(Excerpts of pointing data)
####

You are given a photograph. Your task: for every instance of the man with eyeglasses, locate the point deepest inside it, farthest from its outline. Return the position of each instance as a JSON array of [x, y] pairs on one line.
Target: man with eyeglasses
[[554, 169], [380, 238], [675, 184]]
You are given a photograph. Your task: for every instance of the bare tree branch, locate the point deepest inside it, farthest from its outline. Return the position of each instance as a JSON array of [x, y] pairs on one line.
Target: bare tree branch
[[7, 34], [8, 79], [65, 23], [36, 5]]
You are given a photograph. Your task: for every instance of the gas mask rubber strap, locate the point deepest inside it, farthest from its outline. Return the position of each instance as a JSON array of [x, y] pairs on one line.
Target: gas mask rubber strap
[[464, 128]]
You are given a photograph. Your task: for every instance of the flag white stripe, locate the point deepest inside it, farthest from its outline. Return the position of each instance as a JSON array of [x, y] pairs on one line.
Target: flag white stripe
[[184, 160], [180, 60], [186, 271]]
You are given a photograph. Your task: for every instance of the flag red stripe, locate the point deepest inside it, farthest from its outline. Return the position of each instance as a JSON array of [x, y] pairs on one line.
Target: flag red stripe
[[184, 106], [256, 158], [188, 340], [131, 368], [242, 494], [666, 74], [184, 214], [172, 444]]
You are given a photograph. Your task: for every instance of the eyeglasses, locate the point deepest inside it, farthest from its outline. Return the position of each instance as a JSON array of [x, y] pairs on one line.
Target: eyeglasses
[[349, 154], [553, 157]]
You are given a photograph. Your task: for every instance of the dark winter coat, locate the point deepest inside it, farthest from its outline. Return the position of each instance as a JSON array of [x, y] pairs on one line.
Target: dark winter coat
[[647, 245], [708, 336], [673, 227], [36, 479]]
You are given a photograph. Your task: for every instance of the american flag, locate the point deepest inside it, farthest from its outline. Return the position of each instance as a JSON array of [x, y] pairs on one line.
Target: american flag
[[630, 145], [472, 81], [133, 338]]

####

Render every line of the listing above as a JSON list of strings, one string per line, skipping any blank lines.

[
  "You are given a photograph. Your task: for every instance of the man with eyeglasses, locate the point deepest inside it, farthest from its outline. Return the position of each instance as a JSON array of [x, y] pairs on one line.",
  "Target: man with eyeglasses",
  "[[554, 169], [380, 238], [675, 184]]",
  "You are given a photograph. Your task: for every instance of the bare tree branch, locate the point deepest inside it, farthest from its outline. Return the position of each instance as a JSON array of [x, y] pairs on one line.",
  "Target: bare tree branch",
  "[[7, 34], [8, 79], [65, 23], [36, 5]]",
  "You are given a photograph. Your task: for every instance of the gas mask rubber strap, locate the point deepest inside it, farthest from its outline. Return the position of each instance as a JSON array of [x, y] pairs on one line.",
  "Target: gas mask rubber strap",
  "[[464, 128]]",
  "You are given a photograph. Your task: for every instance of the flag white stripe, locate the point deepest inside it, farthest from its outline. Return the position of each instance as a JSON array of [x, y] pairs on one line.",
  "Target: flag white stripe",
  "[[184, 160], [180, 60], [186, 271]]",
  "You are given a photograph. Your task: for every instance of the flag red stripe, locate the point deepest inside it, farthest from its outline. Return the position of each instance as a JSON array of [x, y] pairs on one line.",
  "Target: flag red stripe",
  "[[184, 106], [256, 158], [188, 340], [131, 368], [242, 494], [666, 74], [184, 214], [172, 444]]",
  "You are given a photograph. Your task: for every instance of the eyeglasses, locate the point deepest inside it, farthest from its outline. Return the position of each instance as a JSON array of [x, y] pairs on one line.",
  "Target: eyeglasses",
  "[[349, 154], [553, 157]]",
  "You are given a photograph. Your task: for every instance of the dark winter coat, locate the point deepest inside it, farthest from its outline. Return the position of each instance as a JSON array of [x, y] pairs on one line.",
  "Target: dark winter coat",
  "[[647, 245], [708, 336], [673, 227], [36, 479]]",
  "You are given a photograph. Your task: for every instance of the american flag, locate the point deepest inside it, farthest from its outline. Return the position of each instance as a JSON array of [x, y] pairs on one line.",
  "Target: american flag",
  "[[630, 145], [472, 81], [133, 338]]"
]